▶ Work instructions:
Write out each record below exactly as it appears, with no pictures.

#####

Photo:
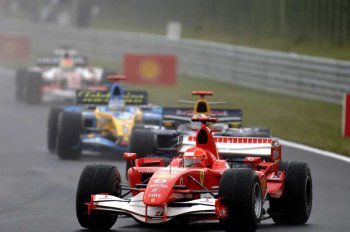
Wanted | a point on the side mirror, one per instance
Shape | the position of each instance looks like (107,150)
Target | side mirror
(130,156)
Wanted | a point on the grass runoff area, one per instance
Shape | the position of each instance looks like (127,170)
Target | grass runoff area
(312,123)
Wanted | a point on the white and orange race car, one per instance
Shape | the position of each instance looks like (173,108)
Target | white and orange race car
(199,186)
(56,78)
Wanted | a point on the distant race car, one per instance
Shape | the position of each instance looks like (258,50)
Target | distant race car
(199,186)
(57,78)
(101,121)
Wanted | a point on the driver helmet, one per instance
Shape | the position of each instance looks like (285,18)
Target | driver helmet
(66,63)
(195,157)
(116,105)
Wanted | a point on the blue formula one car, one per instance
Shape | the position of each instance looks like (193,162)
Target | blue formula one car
(101,121)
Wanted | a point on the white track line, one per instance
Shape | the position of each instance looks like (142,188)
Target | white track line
(315,151)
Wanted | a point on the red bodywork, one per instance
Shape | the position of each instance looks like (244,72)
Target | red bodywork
(177,182)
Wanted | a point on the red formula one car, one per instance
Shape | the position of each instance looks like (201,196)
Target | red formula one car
(200,186)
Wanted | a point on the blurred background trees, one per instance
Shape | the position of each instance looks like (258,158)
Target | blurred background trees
(275,24)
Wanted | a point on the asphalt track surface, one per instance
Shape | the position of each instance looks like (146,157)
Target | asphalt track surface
(37,189)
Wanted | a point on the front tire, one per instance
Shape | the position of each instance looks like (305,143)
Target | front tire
(68,137)
(241,193)
(295,204)
(20,84)
(32,90)
(96,179)
(52,128)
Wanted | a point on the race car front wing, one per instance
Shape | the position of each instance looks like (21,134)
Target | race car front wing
(135,208)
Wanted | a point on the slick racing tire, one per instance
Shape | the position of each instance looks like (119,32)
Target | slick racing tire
(95,179)
(241,193)
(68,137)
(143,143)
(20,84)
(32,89)
(52,128)
(294,206)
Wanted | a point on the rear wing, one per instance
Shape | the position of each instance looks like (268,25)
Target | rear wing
(185,114)
(101,97)
(238,146)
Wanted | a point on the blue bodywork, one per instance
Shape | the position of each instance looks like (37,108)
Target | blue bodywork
(91,141)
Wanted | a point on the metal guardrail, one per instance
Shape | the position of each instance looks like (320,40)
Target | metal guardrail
(296,75)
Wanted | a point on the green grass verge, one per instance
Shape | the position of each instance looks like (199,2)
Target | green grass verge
(308,122)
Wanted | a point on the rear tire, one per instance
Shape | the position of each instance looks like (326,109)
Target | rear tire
(143,143)
(241,193)
(52,128)
(295,204)
(68,137)
(32,90)
(96,179)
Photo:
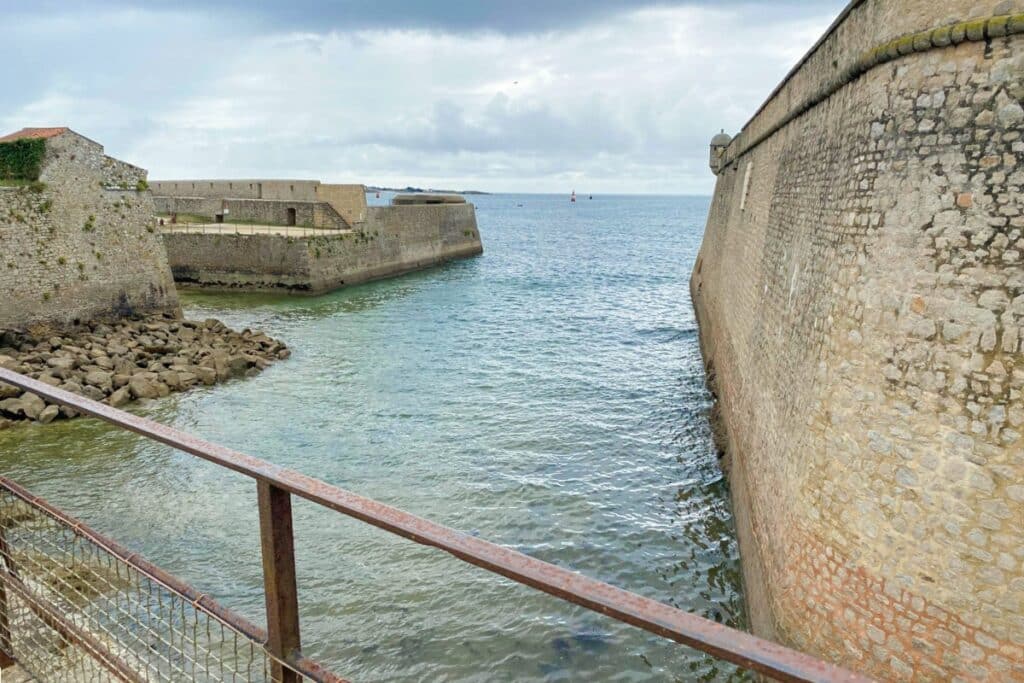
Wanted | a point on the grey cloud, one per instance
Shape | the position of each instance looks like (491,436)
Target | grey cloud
(452,15)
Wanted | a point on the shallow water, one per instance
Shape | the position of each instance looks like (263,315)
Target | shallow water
(548,395)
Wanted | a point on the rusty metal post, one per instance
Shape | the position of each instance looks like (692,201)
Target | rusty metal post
(6,642)
(280,588)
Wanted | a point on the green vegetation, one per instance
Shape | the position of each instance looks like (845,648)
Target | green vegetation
(22,160)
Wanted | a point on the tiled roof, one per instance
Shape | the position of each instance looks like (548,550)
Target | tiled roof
(34,132)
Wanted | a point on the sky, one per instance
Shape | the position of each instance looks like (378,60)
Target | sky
(530,95)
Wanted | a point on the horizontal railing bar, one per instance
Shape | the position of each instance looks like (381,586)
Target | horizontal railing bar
(201,600)
(723,642)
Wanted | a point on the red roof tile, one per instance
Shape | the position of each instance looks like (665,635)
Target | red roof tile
(34,132)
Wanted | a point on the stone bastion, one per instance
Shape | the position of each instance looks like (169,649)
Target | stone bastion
(860,294)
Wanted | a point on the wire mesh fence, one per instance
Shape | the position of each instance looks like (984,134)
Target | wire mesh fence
(72,608)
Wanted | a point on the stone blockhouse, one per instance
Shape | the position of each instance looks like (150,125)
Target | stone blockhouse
(79,243)
(860,294)
(307,203)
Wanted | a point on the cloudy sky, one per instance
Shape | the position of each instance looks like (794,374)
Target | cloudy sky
(523,95)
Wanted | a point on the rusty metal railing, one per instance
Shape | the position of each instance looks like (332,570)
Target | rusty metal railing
(275,485)
(77,606)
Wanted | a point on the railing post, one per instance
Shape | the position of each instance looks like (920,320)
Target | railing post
(6,642)
(279,577)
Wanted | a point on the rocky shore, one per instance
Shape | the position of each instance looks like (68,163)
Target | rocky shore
(123,360)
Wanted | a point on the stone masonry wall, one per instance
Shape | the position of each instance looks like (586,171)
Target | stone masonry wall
(75,251)
(271,212)
(393,241)
(861,309)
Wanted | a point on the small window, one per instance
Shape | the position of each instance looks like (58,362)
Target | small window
(747,185)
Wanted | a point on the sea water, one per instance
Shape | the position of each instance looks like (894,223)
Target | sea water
(548,395)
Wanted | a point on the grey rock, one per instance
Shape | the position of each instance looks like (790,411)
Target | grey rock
(120,397)
(48,415)
(142,388)
(99,379)
(32,404)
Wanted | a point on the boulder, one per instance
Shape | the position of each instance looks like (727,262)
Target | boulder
(48,415)
(95,393)
(171,379)
(238,365)
(62,363)
(207,376)
(32,404)
(12,407)
(99,379)
(142,388)
(120,397)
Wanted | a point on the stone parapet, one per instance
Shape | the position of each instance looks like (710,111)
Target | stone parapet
(860,294)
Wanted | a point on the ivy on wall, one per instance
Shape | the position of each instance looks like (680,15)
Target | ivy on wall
(22,160)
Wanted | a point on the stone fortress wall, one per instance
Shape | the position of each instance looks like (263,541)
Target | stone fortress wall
(82,244)
(391,241)
(313,204)
(860,293)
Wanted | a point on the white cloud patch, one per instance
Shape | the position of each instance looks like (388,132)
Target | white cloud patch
(627,103)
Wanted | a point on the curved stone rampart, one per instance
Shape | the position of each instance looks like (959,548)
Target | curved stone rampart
(860,292)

#####

▶ Answer in full:
Photo:
Wanted | a point on the side mirror, one per instance
Shape | the position of each instance looks like (107,150)
Target | side mirror
(130,156)
Wanted | a point on the grass runoff area, one per instance
Shape | the position of each instance looks like (127,170)
Target | grass runoff area
(312,123)
Wanted | a point on the white and orange race car, one per instance
Shape | the position of each instance looks like (173,108)
Target | white and orange race car
(199,186)
(56,78)
Wanted | a point on the distant race car, one per instance
Shape | the position of each instance looks like (258,50)
Target | distant race car
(199,186)
(57,78)
(101,121)
Wanted | a point on the driver helmet, one per instance
Shape | the position of each instance looks like (285,18)
Target | driver helmet
(66,63)
(195,157)
(116,105)
Wanted | a point on the blue formula one car, one per instance
Shape | the position of each instance looks like (193,162)
Target | blue formula one car
(101,121)
Wanted | a point on the white track line, one per instance
Shape | the position of each instance looks like (142,188)
Target | white track line
(315,151)
Wanted | a point on the red bodywork, one per instance
Shape | the position of each instance looks like (244,72)
Target | red bodywork
(177,182)
Wanted | a point on the red formula one car, one per instance
Shape | the position of each instance looks like (201,196)
Target | red formula one car
(200,186)
Wanted | a point on the blurred background trees, one per instance
Shape | the position of each instance looks like (258,158)
Target | blurred background trees
(275,24)
Wanted | a point on the asphalt track surface, one per instance
Shape | the position of each instance looks like (146,157)
Target | asphalt track surface
(37,189)
Wanted | a point on the front tire, one per instance
Shape | the position of each instance looks like (305,143)
Target | front tire
(68,137)
(241,193)
(295,204)
(20,84)
(32,90)
(96,179)
(52,128)
Wanted | a point on the race car front wing, one per instance
Shape | the position of each instance looks like (21,134)
Target | race car front wing
(135,208)
Wanted | a point on the slick racing tire, one per instance
Shape | the position of each instance looks like (119,32)
Target | slick racing tire
(95,179)
(241,193)
(68,137)
(143,143)
(20,84)
(32,89)
(52,128)
(294,206)
Wanted | a point on the rear wing, one per instance
Shape | the position of each instance looks like (268,25)
Target | rear wing
(185,114)
(101,97)
(238,146)
Wanted | a point on the blue bodywork, one per instance
Shape | the position of each instance looks like (37,108)
Target | blue bodywork
(91,141)
Wanted | a point on the metal guardrail, one per instance
Shape | the position of each instance looks like (320,40)
Target | metal guardrail
(296,75)
Wanted | a point on the green grass verge, one per instance
Shape | the position of each instance looks like (199,2)
Target | green grass verge
(308,122)
Wanted | a point on the rear tire, one per instance
Shape | the position of each instance looks like (326,109)
Target | rear tire
(143,143)
(241,193)
(52,128)
(295,204)
(68,137)
(32,90)
(96,179)
Photo:
Wanted | a point on the grey cloud, one per instance
Shape | the position of each instance looks like (491,436)
Target | grey cloud
(452,15)
Wanted | a point on the shallow water, one per instance
Shape | the position of each instance looks like (263,315)
Target | shallow water
(548,395)
Wanted | a point on the rusty metal post, one per instance
Shape | the position of each instance looks like (692,201)
Target | rusty metal post
(6,642)
(280,588)
Wanted | a point on the green vegetation, one per instance
Shape | the position of each instance looks like (845,648)
Target | green vegetation
(22,160)
Wanted | a point on the tiled roof, one per instance
Shape | the position of each instance looks like (548,550)
Target | tiled roof
(34,132)
Wanted | a point on the sky, one per instance
Shape | the position of each instance looks like (378,60)
Target | sky
(530,95)
Wanted | a point on the horizontal railing bar, one per instance
Shape | the position of each instance looks like (381,586)
Target | horizontal railing bar
(201,600)
(723,642)
Wanted | a point on the red roof tile, one per instance
Shape | the position of each instance looks like (665,635)
Target | red roof tile
(34,132)
Wanted | a point on the stone bastion, one per instance
Shape | the position of each instance looks like (169,649)
Target | stone bastion
(860,294)
Wanted | a point on the wire mesh fence, one per instance
Shape | the position of each instance looks like (984,134)
Target | wire mesh fence
(72,608)
Wanted | a point on the stone blockhouse, one per instance
Shape | the position of each instance looks like (150,125)
Target | stone blockhouse
(79,243)
(860,294)
(307,203)
Wanted | a point on the cloudy sky, one per instance
Shape | the position of each instance looks like (794,374)
Target | cloudy sky
(523,95)
Wanted | a point on the rusty metal railing, one per instance
Shape | the position of each instance looks like (332,570)
Target | rusty metal railing
(275,485)
(77,606)
Wanted | a point on the railing post, one per instance
Shape | the position of each instance looks like (920,320)
Target | railing post
(6,642)
(279,577)
Wanted | a point on the rocky shore, one per instance
Shape | the position of each instance looks like (68,163)
Target | rocky shore
(123,360)
Wanted | a point on the stone masonry wall, one per instance
Shape | the position of each instance looks like (586,171)
Target | stone masonry wall
(75,251)
(271,212)
(393,241)
(861,309)
Wanted | a point on the small window, one per instance
Shape | the position of each instance looks like (58,362)
Target | small window
(747,185)
Wanted | a point on the sea water, one per instance
Shape | the position of each instance looks like (894,223)
Target | sea water
(548,395)
Wanted | a point on the grey rock, one per instance
Shape | the position of each instance looks like (790,411)
Target | grey rock
(120,397)
(48,415)
(142,388)
(99,379)
(32,404)
Wanted | a point on the boulder, one per instance
Shape | the position of each instance looks like (727,262)
Target | boulder
(48,415)
(95,393)
(171,379)
(238,365)
(62,363)
(207,376)
(32,404)
(12,407)
(99,379)
(142,388)
(120,397)
Wanted | a point on the stone parapet, one per instance
Shape | the position of each instance looks like (710,111)
Target | stone parapet
(860,294)
Wanted | a point on the ivy on wall, one per instance
Shape | the position of each instance looks like (680,15)
Target | ivy on wall
(22,160)
Wanted | a point on the stone fortress wall, one per instance
Shape | the position of each instance looks like (263,541)
Target | stone fortress wall
(82,244)
(391,241)
(313,204)
(860,293)
Wanted | a point on the white cloud patch, one per instance
Shape | the position of each instance looks like (388,132)
Target | white cloud patch
(627,103)
Wanted | a point on the curved stone rampart, one per instance
Shape | the position of each instance looks like (959,548)
Target | curved stone rampart
(860,292)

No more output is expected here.